[BEGIN MATERIAL PROVIDED]
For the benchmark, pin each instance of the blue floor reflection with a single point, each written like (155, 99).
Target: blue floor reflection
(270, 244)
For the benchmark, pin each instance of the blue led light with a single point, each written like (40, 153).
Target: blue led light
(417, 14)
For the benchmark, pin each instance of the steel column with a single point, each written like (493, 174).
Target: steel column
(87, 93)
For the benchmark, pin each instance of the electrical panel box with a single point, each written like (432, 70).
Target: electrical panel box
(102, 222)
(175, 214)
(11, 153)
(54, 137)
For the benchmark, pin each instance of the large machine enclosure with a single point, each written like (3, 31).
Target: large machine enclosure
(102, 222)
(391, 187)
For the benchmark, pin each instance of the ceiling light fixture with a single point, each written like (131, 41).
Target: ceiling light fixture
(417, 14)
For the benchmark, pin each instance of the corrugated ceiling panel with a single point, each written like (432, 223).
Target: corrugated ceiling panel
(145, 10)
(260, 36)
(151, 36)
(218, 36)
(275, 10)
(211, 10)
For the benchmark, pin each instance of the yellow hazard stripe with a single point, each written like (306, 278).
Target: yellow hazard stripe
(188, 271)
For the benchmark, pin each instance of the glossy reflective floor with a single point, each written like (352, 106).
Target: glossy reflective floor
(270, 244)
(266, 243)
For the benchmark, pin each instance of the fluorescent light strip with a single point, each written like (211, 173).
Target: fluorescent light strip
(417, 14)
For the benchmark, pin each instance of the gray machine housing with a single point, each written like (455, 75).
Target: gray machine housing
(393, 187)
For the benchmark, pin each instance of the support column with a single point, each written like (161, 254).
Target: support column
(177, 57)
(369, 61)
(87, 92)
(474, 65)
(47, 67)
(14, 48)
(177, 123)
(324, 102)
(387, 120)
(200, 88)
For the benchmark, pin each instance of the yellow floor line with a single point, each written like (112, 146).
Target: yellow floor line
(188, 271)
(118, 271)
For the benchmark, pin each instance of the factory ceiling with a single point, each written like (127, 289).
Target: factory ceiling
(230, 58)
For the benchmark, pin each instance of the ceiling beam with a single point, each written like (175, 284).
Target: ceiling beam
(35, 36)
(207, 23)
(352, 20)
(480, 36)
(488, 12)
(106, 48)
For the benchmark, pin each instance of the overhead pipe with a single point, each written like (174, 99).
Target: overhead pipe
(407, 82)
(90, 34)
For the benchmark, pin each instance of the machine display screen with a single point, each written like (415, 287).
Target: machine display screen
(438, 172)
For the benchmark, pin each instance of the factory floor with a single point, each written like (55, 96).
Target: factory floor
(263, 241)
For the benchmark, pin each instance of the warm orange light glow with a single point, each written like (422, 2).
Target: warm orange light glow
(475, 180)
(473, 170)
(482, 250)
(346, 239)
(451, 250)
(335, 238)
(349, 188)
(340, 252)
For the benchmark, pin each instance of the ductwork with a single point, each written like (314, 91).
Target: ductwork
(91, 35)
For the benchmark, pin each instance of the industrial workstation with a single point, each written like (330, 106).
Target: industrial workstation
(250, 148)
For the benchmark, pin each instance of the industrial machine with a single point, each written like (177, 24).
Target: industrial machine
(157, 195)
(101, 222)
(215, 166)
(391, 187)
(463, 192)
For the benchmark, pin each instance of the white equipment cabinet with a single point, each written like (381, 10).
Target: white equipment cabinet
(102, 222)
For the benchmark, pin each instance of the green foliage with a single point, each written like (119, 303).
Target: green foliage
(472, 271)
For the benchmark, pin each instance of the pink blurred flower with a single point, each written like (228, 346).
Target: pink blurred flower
[END MATERIAL PROVIDED]
**AIM:**
Please copy out all of the data above, line for line, changing nothing.

**ANSWER TO THIS EXERCISE:**
For the benchmark, pin each instance of the blue floor reflection with a single point, each written like (155, 99).
Target: blue floor reflection
(270, 244)
For the benchmark, pin each instance of the blue led light with a single point, each written like (40, 153).
Target: blue led light
(417, 14)
For the benchmark, pin each instance of the steel column with a single point, each written like (493, 174).
Target: steel column
(87, 93)
For the benchmark, pin each instance of the electrical panel box with a single point, each written like (432, 70).
Target: electrical panel box
(102, 222)
(175, 214)
(11, 153)
(54, 137)
For the benchmark, pin each instance of the large machine enclosure with a single point, each written like (3, 31).
Target: large machine enclosure
(102, 222)
(391, 187)
For the benchmark, pin each instance of the ceiling light fixture with a single point, each written like (131, 41).
Target: ceiling light fixture
(417, 14)
For the benchmark, pin each instance of the corrugated ceiling panel with a single point, each written like (432, 223).
Target: corrugated ceiling panel
(145, 10)
(260, 36)
(151, 36)
(218, 36)
(275, 10)
(211, 10)
For the benchmark, pin each instance of the yellow hazard stripe with a single point, each written like (306, 278).
Target: yellow hazard stripe
(188, 271)
For the benchmark, pin each instance of the glossy reflective floor with a single point, each written like (352, 106).
Target: glossy reflective floor
(270, 244)
(266, 243)
For the benchmark, pin each instance of the fluorescent light strip with a single point, each written like (211, 173).
Target: fluorescent light strip
(417, 14)
For the benchmark, pin each instance of the gray machine housing with a single point, each written like (455, 75).
Target: gray machine housing
(393, 187)
For the benchmark, pin each instance of the support column with a single point, each written like (161, 254).
Target: support column
(177, 57)
(369, 61)
(87, 92)
(474, 65)
(47, 67)
(14, 48)
(177, 123)
(324, 102)
(387, 120)
(200, 88)
For the benchmark, pin each instance of the yellow floor line with a single point, each written like (112, 146).
Target: yellow floor line
(188, 271)
(118, 271)
For the benchmark, pin each instance of the factory ceiling with a single point, each written like (127, 289).
Target: factory ceiling
(230, 58)
For the benchmark, pin each instance of the ceiling beam with a single point, each written like (175, 284).
Target: ceiling beam
(35, 36)
(207, 23)
(352, 20)
(480, 36)
(488, 12)
(106, 48)
For the benchmark, pin each instance of the overhead pipe with a single point, each written like (174, 99).
Target: overhead pipe
(407, 82)
(90, 34)
For the benchmark, pin each instance of the machine display screen with a single point, each written like (415, 287).
Target: machine display screen
(438, 172)
For the benchmark, pin each instance of the factory floor with a single point, each written like (55, 96).
Target: factory floor
(263, 241)
For the benchmark, pin each instance of the warm orange light glow with a single point, each written like (422, 2).
Target: warm orange light glow
(475, 180)
(473, 170)
(482, 250)
(346, 239)
(451, 250)
(335, 238)
(349, 188)
(340, 252)
For the benchmark, pin each instance of the ductwork with a single point, each written like (314, 91).
Target: ductwork
(91, 35)
For the benchmark, pin each instance of the industrial workstation with a single point, each written like (330, 106).
Target: industrial workstation
(250, 148)
For the benchmark, pin each instance of the industrial machine with a single point, each written like (177, 24).
Target: industrial machine
(157, 195)
(101, 222)
(215, 166)
(391, 187)
(463, 192)
For the benchmark, pin each instance of the white equipment cabinet with a single point, each written like (381, 10).
Target: white equipment cabinet
(102, 222)
For the benchmark, pin each instance of the green foliage with a single point, each written like (119, 303).
Target: green foliage
(472, 271)
For the benchmark, pin each instance of the pink blurred flower with a single point, each written like (228, 346).
Target: pink blurred flower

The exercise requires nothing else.